* DATA PROVIDED
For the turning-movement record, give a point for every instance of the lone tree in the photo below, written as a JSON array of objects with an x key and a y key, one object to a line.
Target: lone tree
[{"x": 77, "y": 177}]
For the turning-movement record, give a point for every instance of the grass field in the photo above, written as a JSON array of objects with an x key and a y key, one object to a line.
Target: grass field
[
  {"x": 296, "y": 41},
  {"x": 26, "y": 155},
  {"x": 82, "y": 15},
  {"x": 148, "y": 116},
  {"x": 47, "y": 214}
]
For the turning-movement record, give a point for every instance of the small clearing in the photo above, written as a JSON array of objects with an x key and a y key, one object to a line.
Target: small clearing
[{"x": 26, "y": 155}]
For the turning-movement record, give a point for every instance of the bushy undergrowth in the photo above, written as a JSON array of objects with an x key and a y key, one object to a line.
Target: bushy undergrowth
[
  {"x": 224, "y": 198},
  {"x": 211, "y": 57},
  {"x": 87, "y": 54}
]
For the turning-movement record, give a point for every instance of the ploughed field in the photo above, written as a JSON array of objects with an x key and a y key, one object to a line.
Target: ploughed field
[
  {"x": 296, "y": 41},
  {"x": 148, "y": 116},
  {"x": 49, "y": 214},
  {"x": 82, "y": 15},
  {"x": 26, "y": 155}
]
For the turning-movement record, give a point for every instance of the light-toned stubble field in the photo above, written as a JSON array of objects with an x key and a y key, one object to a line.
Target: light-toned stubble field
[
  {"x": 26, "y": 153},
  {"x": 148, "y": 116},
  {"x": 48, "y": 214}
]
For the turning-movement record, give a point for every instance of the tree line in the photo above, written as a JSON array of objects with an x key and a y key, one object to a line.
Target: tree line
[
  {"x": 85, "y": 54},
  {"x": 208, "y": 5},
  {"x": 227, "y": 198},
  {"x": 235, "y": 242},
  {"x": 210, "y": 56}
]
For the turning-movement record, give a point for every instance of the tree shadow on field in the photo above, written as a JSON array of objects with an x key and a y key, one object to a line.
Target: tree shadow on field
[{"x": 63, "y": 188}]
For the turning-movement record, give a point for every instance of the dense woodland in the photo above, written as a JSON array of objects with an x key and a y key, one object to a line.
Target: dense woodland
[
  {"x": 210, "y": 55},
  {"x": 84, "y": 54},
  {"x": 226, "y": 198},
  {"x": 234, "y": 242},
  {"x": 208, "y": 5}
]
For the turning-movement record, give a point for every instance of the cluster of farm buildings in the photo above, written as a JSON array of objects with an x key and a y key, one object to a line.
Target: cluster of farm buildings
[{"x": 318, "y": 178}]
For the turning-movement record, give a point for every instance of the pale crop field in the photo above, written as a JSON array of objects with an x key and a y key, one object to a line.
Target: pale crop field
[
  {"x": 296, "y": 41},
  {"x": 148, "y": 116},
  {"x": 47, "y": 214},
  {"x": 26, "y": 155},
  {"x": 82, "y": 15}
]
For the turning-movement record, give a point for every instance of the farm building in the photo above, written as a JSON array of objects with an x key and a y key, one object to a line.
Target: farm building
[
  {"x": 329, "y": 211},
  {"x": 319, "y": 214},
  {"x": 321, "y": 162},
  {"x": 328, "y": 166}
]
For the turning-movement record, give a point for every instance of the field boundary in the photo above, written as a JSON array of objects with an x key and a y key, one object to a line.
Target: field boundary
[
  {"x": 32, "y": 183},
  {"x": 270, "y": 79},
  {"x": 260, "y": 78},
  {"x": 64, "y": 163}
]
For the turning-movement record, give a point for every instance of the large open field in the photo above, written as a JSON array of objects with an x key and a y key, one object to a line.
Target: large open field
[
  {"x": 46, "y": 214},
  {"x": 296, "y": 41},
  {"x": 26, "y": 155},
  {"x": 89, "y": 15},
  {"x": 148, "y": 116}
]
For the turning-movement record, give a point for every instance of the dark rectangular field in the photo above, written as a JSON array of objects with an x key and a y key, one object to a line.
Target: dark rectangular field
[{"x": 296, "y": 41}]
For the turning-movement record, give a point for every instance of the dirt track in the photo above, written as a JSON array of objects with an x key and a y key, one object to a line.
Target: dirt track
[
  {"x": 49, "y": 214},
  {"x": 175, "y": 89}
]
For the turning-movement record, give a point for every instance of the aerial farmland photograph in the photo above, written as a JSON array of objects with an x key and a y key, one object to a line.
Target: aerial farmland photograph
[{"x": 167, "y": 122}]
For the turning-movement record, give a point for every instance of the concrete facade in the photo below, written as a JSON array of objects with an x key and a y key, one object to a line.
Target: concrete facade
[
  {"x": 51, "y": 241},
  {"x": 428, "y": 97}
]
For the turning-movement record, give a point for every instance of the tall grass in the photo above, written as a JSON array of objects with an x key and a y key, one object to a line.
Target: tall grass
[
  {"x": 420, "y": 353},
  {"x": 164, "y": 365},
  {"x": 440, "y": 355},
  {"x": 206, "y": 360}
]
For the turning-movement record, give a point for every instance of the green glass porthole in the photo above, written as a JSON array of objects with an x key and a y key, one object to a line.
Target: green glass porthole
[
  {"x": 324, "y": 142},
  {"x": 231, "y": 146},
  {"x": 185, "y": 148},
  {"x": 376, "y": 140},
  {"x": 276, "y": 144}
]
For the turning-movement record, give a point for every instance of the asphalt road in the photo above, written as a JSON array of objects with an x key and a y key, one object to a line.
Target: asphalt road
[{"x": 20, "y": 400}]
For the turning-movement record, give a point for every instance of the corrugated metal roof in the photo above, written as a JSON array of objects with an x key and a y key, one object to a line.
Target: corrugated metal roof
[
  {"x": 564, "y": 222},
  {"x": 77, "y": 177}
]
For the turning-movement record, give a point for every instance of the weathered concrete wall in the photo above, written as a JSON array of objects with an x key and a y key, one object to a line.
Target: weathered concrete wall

* WHAT THE TASK REQUIRES
Retype the entries one by one, exactly.

* RESPONSE BELOW
For the turning-movement record, give a point for every instance of the lone tree in the photo below, written as a JSON array of objects with an x key and a y key, one object to a line.
Target: lone tree
[{"x": 77, "y": 177}]
For the turning-movement record, give a point for every instance of the grass field in the photo above, written as a JSON array of objects with an x key and a y key, one object to a line.
Target: grass field
[
  {"x": 296, "y": 41},
  {"x": 26, "y": 155},
  {"x": 82, "y": 15},
  {"x": 148, "y": 116},
  {"x": 47, "y": 214}
]
For the turning-movement record, give a point for every instance of the small clearing in the photo above, written as a JSON array of objects with an x key and a y key, one object to a line.
Target: small clearing
[{"x": 26, "y": 155}]
For the turning-movement record, give a point for every instance of the bushy undergrowth in the photo above, written as a JSON array of objects with an x key and a y key, one object to a line.
Target: bushy undergrowth
[
  {"x": 224, "y": 198},
  {"x": 211, "y": 57},
  {"x": 87, "y": 54}
]
For the turning-movement record, give a point for every instance of the ploughed field in the photo above, written as a JSON array of objects with an x key and a y key, one object to a line.
Target: ploughed field
[
  {"x": 296, "y": 41},
  {"x": 148, "y": 116},
  {"x": 49, "y": 214},
  {"x": 82, "y": 15},
  {"x": 26, "y": 155}
]
For the turning-movement record, give a point for every instance of the light-toned stubble field in the photo above, written as a JSON array of objects with an x key and a y key, one object to a line.
Target: light-toned stubble field
[
  {"x": 26, "y": 153},
  {"x": 148, "y": 116},
  {"x": 48, "y": 214}
]
For the turning-movement record, give a point for every instance of the tree line in the photo above, written as a JSON array of objects with an x key and a y key, one object to a line.
Target: tree line
[
  {"x": 85, "y": 54},
  {"x": 208, "y": 5},
  {"x": 227, "y": 198},
  {"x": 235, "y": 242},
  {"x": 210, "y": 56}
]
For the turning-movement record, give a point for every instance of the tree shadow on field in the photo above, written as a JSON array of objects with an x key and a y key, one object to a line.
Target: tree shadow on field
[{"x": 63, "y": 188}]
For the turning-movement record, give a point for every instance of the dense woodland in the photo above, written as a JSON array of objects with an x key and a y key, one object to a line.
Target: dense woodland
[
  {"x": 210, "y": 55},
  {"x": 84, "y": 54},
  {"x": 226, "y": 198},
  {"x": 234, "y": 242},
  {"x": 208, "y": 5}
]
For the turning-movement record, give a point for every instance of the cluster of farm buildings in the photo above, written as a JSON array of objects with an x key and a y key, one object to a line.
Target: cluster of farm buildings
[{"x": 318, "y": 178}]
For the turning-movement record, give a point for every instance of the pale crop field in the photo above, written as a JSON array of objects with an x key and a y key, one object to a line.
Target: pale crop field
[
  {"x": 296, "y": 41},
  {"x": 148, "y": 116},
  {"x": 47, "y": 214},
  {"x": 26, "y": 155},
  {"x": 82, "y": 15}
]
For the turning-movement record, give a point for every instance of the farm building in the photo above, written as a JSON array of objects with an x key and a y key, one object to a line.
Target: farm building
[
  {"x": 329, "y": 211},
  {"x": 319, "y": 214},
  {"x": 321, "y": 162},
  {"x": 328, "y": 166}
]
For the turning-movement record, give a point for every instance of the field boundary in the photo above, written as a JSON array of objects with an x key and a y key, one object to a line.
Target: field boundary
[
  {"x": 32, "y": 183},
  {"x": 270, "y": 79},
  {"x": 260, "y": 78},
  {"x": 64, "y": 163}
]
For the turning-movement record, give a point for every instance of the large open field in the photo above, written as a JSON array of objects with an x key and a y key, one object to a line.
Target: large open field
[
  {"x": 46, "y": 214},
  {"x": 296, "y": 41},
  {"x": 26, "y": 155},
  {"x": 89, "y": 15},
  {"x": 148, "y": 116}
]
For the turning-movement record, give a point for every instance of the dark rectangular field in the photo above, written as a JSON array of objects with an x key and a y key, one object to a line.
Target: dark rectangular field
[{"x": 296, "y": 41}]
For the turning-movement record, give a point for every instance of the dirt track in the photo above, written as a JSON array of objects with an x key and a y key, one object to a line.
Target: dirt track
[
  {"x": 49, "y": 214},
  {"x": 175, "y": 89}
]
For the turning-movement record, give a point for every instance of the aerial farmland photograph in the photo above, written as a JSON array of objects with an x key and a y key, one object to a line.
Target: aerial farmland photograph
[{"x": 167, "y": 122}]
For the turning-movement record, give a point for every instance of the concrete facade in the photo below, written as a JSON array of objects with an x key and a y key, one object to a line.
Target: concrete facade
[
  {"x": 51, "y": 241},
  {"x": 428, "y": 97}
]
For the turning-movement record, give a point for every instance of the tall grass in the photo above, written as a JSON array of objects with an x key and a y key, one object to a line.
Target: tall grass
[
  {"x": 420, "y": 353},
  {"x": 164, "y": 365},
  {"x": 440, "y": 355},
  {"x": 206, "y": 360}
]
For the turning-movement record, give a point for every instance of the green glass porthole in the photo above, written as a JSON array of objects with an x key and a y key, one object to a line.
Target: green glass porthole
[
  {"x": 324, "y": 142},
  {"x": 231, "y": 146},
  {"x": 185, "y": 148},
  {"x": 376, "y": 140},
  {"x": 276, "y": 144}
]
For the turning-movement record, give a point for every instance of the asphalt road in the photo above, written as a JSON array of objects with an x key and a y key, one object to a line.
Target: asphalt road
[{"x": 20, "y": 400}]
For the turning-movement record, give a point for every instance of the corrugated metal roof in the photo above, written as a JSON array of objects with an x key and a y key, one object to a line.
Target: corrugated metal roof
[
  {"x": 564, "y": 222},
  {"x": 77, "y": 177}
]
For the turning-movement record, give a point for every instance of the weathered concrete wall in the photo above, written as a JSON array of objects with an x key and a y key, one object to a line.
Target: weathered concrete wall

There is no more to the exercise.